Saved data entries
┄┄┄┄┄┄┄┄┄┄

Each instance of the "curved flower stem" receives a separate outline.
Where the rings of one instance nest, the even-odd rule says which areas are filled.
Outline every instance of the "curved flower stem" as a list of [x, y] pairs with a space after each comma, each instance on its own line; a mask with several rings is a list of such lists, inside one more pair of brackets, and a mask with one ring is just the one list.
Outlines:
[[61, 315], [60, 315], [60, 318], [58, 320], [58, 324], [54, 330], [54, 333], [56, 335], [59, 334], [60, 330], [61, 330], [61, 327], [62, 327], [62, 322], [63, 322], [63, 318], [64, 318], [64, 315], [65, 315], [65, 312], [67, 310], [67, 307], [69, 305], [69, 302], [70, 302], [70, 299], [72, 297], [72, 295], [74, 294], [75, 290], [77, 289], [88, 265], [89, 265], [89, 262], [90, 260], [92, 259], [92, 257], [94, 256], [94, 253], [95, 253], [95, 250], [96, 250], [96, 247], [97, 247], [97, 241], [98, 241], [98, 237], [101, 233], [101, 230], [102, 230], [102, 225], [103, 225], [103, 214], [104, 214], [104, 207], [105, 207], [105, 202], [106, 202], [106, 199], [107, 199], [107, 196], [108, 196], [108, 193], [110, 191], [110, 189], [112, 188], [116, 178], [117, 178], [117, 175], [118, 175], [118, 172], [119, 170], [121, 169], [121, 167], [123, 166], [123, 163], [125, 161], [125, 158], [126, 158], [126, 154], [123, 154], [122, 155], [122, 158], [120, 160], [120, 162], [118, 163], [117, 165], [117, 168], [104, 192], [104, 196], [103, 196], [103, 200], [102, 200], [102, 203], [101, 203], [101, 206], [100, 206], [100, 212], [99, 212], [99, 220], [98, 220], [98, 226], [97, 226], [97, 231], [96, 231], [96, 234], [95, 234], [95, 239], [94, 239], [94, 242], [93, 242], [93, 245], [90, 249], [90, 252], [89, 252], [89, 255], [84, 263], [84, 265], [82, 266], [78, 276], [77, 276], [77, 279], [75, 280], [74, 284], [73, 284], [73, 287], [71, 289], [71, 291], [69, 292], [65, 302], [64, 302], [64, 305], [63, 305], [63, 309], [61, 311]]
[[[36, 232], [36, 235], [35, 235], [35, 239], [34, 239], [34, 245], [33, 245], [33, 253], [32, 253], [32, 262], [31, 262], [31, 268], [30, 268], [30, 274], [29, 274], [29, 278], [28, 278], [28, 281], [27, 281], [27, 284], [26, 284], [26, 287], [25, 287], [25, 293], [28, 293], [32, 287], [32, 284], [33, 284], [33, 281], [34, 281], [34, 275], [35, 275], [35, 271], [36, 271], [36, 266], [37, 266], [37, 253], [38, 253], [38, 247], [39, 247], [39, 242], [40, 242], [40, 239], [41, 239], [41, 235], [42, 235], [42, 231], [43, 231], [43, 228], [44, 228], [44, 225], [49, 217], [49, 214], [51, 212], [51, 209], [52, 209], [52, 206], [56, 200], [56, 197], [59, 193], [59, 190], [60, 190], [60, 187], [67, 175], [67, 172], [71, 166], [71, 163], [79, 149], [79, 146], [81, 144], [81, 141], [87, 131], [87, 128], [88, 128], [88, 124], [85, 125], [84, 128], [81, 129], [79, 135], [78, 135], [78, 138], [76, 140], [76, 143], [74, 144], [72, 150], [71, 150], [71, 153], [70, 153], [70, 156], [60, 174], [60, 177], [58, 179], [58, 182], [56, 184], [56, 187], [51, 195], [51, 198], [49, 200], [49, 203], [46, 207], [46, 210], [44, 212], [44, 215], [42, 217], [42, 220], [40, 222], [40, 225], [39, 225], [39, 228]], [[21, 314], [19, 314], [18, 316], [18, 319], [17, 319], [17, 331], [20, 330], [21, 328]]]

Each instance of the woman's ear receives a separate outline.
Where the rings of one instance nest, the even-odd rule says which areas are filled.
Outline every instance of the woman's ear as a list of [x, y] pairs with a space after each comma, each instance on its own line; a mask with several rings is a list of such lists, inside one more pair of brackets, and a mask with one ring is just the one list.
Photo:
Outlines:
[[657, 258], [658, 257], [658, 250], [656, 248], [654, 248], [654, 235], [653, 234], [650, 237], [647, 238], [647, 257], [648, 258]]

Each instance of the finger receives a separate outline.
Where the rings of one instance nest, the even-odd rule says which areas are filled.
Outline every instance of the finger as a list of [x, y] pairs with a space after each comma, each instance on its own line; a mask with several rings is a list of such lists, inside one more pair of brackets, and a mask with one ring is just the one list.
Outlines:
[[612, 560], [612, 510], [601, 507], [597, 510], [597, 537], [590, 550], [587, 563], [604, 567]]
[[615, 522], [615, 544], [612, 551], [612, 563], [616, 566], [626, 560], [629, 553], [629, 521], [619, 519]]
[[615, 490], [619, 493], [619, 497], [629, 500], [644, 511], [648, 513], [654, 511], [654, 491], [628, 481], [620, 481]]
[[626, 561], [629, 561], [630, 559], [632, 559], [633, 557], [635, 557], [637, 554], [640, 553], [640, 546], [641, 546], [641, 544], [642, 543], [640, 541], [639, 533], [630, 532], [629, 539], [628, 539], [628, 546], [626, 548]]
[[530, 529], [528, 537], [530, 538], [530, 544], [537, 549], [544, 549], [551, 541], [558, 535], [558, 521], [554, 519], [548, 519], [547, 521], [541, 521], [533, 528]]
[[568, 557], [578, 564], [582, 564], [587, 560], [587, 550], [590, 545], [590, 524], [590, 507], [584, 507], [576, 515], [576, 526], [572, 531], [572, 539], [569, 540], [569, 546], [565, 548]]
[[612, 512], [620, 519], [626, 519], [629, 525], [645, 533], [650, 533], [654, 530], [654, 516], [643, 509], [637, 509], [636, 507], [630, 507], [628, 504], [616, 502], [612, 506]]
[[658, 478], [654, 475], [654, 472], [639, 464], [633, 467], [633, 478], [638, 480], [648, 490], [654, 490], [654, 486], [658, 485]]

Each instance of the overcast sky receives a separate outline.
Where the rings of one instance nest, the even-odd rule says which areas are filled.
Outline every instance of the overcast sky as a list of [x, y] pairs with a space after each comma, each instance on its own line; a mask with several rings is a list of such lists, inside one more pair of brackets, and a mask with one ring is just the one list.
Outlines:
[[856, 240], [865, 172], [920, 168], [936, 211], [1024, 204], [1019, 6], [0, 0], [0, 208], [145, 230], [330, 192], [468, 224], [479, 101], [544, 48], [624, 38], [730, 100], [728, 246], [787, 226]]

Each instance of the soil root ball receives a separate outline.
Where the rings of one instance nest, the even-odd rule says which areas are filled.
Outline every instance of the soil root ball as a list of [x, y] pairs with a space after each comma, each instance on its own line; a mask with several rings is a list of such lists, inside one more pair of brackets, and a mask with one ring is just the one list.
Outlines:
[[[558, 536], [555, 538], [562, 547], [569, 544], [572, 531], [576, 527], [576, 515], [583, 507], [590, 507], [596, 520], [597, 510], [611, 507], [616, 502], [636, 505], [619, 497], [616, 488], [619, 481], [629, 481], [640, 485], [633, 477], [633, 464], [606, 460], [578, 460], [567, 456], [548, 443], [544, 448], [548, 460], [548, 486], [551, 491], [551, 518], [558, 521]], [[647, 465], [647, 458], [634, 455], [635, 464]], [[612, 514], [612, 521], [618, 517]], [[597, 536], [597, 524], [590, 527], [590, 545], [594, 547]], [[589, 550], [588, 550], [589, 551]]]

┄┄┄┄┄┄┄┄┄┄

The entries above must be transcribed word for word.

ANSWER SECTION
Each instance of the "curved flower stem" receives a separate outline.
Where the rings of one instance nest, the even-odd rule says which areas are filled.
Outline every instance of the "curved flower stem" as a list of [x, y] pairs with a space after each comma, each instance on its own line; a mask with several rings is a list of such lists, inside one more pair of brackets, and a mask with one ring is just the one list.
Outlines:
[[61, 315], [60, 315], [60, 318], [58, 320], [58, 324], [54, 330], [54, 333], [56, 335], [59, 334], [60, 330], [61, 330], [61, 327], [62, 327], [62, 322], [63, 322], [63, 318], [64, 318], [64, 315], [65, 315], [65, 312], [67, 310], [67, 307], [69, 305], [69, 302], [70, 302], [70, 299], [72, 297], [72, 295], [74, 294], [75, 290], [77, 289], [88, 265], [89, 265], [89, 262], [90, 260], [92, 259], [92, 257], [94, 256], [94, 253], [95, 253], [95, 250], [96, 250], [96, 247], [97, 247], [97, 241], [98, 241], [98, 237], [101, 233], [101, 230], [102, 230], [102, 225], [103, 225], [103, 214], [104, 214], [104, 207], [105, 207], [105, 202], [106, 202], [106, 199], [107, 199], [107, 196], [108, 196], [108, 193], [110, 191], [110, 189], [112, 188], [116, 178], [117, 178], [117, 175], [118, 175], [118, 172], [119, 170], [121, 169], [121, 167], [123, 166], [123, 163], [125, 161], [125, 158], [126, 158], [126, 154], [123, 154], [122, 155], [122, 158], [120, 160], [120, 162], [118, 163], [117, 165], [117, 168], [104, 192], [104, 196], [103, 196], [103, 200], [102, 200], [102, 203], [101, 203], [101, 206], [100, 206], [100, 212], [99, 212], [99, 220], [98, 220], [98, 226], [97, 226], [97, 231], [96, 231], [96, 234], [95, 234], [95, 239], [94, 239], [94, 242], [93, 242], [93, 245], [90, 249], [90, 252], [89, 252], [89, 255], [84, 263], [84, 265], [82, 266], [78, 276], [77, 276], [77, 279], [75, 280], [74, 284], [73, 284], [73, 287], [71, 289], [71, 291], [69, 292], [65, 302], [64, 302], [64, 305], [63, 305], [63, 309], [61, 311]]
[[[36, 232], [36, 235], [35, 235], [35, 239], [34, 239], [34, 245], [33, 245], [33, 253], [32, 253], [32, 262], [31, 262], [31, 268], [30, 268], [30, 274], [29, 274], [29, 278], [28, 278], [28, 281], [27, 281], [27, 284], [26, 284], [26, 287], [25, 287], [25, 293], [28, 293], [32, 287], [32, 284], [33, 284], [33, 281], [34, 281], [34, 275], [35, 275], [35, 271], [36, 271], [36, 266], [37, 266], [37, 253], [38, 253], [38, 247], [39, 247], [39, 242], [40, 242], [40, 239], [41, 239], [41, 235], [42, 235], [42, 231], [43, 231], [43, 228], [44, 228], [44, 225], [49, 217], [49, 214], [51, 212], [51, 209], [52, 209], [52, 206], [56, 200], [56, 197], [59, 193], [59, 190], [60, 190], [60, 187], [67, 175], [67, 172], [71, 166], [71, 163], [79, 149], [79, 146], [81, 144], [81, 141], [87, 131], [87, 128], [88, 128], [88, 124], [85, 125], [84, 128], [81, 129], [79, 135], [78, 135], [78, 138], [76, 140], [76, 143], [74, 144], [72, 150], [71, 150], [71, 153], [70, 153], [70, 156], [60, 174], [60, 177], [58, 179], [58, 182], [56, 184], [56, 187], [51, 195], [51, 198], [49, 200], [49, 203], [46, 207], [46, 210], [44, 212], [44, 215], [42, 217], [42, 220], [40, 222], [40, 225], [39, 225], [39, 228]], [[21, 314], [19, 314], [18, 316], [18, 319], [17, 319], [17, 331], [20, 330], [21, 328]]]

Each instance of the woman's ear receives a separate outline.
Where the rings of one instance nest, the even-odd rule says which areas are filled.
Outline every instance of the woman's ear as a list of [x, y] pairs with a space after each comma, each instance on its own line; a mask with several rings is a list of such lists, inside one more pair of brackets, and a mask with one ring is just the one list.
Photo:
Outlines:
[[657, 258], [658, 257], [658, 250], [656, 248], [654, 248], [654, 235], [653, 234], [650, 237], [647, 238], [647, 257], [648, 258]]

Each instance of the finger receives a separate outline.
Where the rings of one instance nest, the even-odd rule says which areas are filled.
Outline every instance of the finger as a list of [x, y] pairs with a space after each comma, each instance on its own line; a mask with several rings is a list of such lists, inside one more pair of brackets, and a mask with one ring is just the one list.
Outlines:
[[612, 560], [612, 510], [601, 507], [597, 510], [597, 537], [590, 550], [587, 563], [604, 567]]
[[615, 522], [615, 544], [612, 551], [612, 563], [616, 566], [626, 560], [629, 553], [629, 521], [619, 519]]
[[615, 490], [619, 493], [619, 497], [629, 500], [644, 511], [648, 513], [654, 511], [654, 491], [628, 481], [620, 481]]
[[626, 561], [629, 561], [630, 559], [632, 559], [633, 557], [635, 557], [637, 554], [640, 553], [640, 546], [641, 546], [641, 544], [642, 543], [640, 541], [639, 533], [630, 532], [629, 539], [628, 539], [628, 546], [626, 548]]
[[530, 529], [528, 537], [530, 538], [530, 544], [537, 549], [544, 549], [551, 541], [558, 535], [558, 521], [554, 519], [548, 519], [547, 521], [541, 521], [533, 528]]
[[568, 557], [578, 564], [582, 564], [587, 560], [587, 550], [590, 545], [590, 524], [590, 507], [584, 507], [576, 515], [576, 526], [572, 531], [572, 539], [569, 540], [569, 546], [565, 548]]
[[612, 512], [620, 519], [626, 519], [629, 525], [645, 533], [650, 533], [654, 530], [654, 516], [643, 509], [637, 509], [636, 507], [630, 507], [628, 504], [616, 502], [612, 506]]
[[658, 478], [654, 475], [654, 472], [639, 464], [633, 467], [633, 478], [638, 480], [648, 490], [654, 490], [654, 486], [658, 485]]

Each instance of the overcast sky receives a separate outline.
Where the rings of one instance nest, the even-odd rule says which areas are filled.
Outline every instance of the overcast sky as a list of [x, y] pairs with a space after each comma, each instance on its own line; a mask with several rings is a list of such lists, inside one more pair of brackets, and a mask with one ring is just the one list.
Outlines:
[[856, 240], [865, 172], [920, 168], [936, 211], [1024, 204], [1019, 6], [0, 0], [0, 208], [145, 230], [330, 192], [468, 224], [479, 101], [544, 48], [624, 38], [730, 100], [728, 246], [787, 226]]

Each instance of the soil root ball receives a separate outline.
Where the rings of one instance nest, the even-odd rule says which areas are filled.
Outline every instance of the soil root ball as a list of [x, y] pairs with a space after each comma, each instance on its own line; a mask with several rings is a list of such lists, inside one more pair of brackets, and a mask with one ring is just the one list.
Outlines:
[[[558, 536], [555, 538], [562, 547], [569, 544], [572, 531], [576, 527], [576, 515], [583, 507], [590, 507], [596, 520], [597, 510], [611, 507], [616, 502], [636, 505], [619, 497], [616, 488], [619, 481], [629, 481], [640, 485], [633, 477], [633, 464], [606, 460], [578, 460], [567, 456], [548, 443], [544, 448], [548, 460], [548, 486], [551, 491], [551, 518], [558, 521]], [[647, 465], [647, 458], [634, 455], [635, 464]], [[612, 514], [612, 521], [618, 517]], [[597, 536], [597, 524], [590, 527], [590, 545], [594, 547]], [[589, 550], [588, 550], [589, 551]]]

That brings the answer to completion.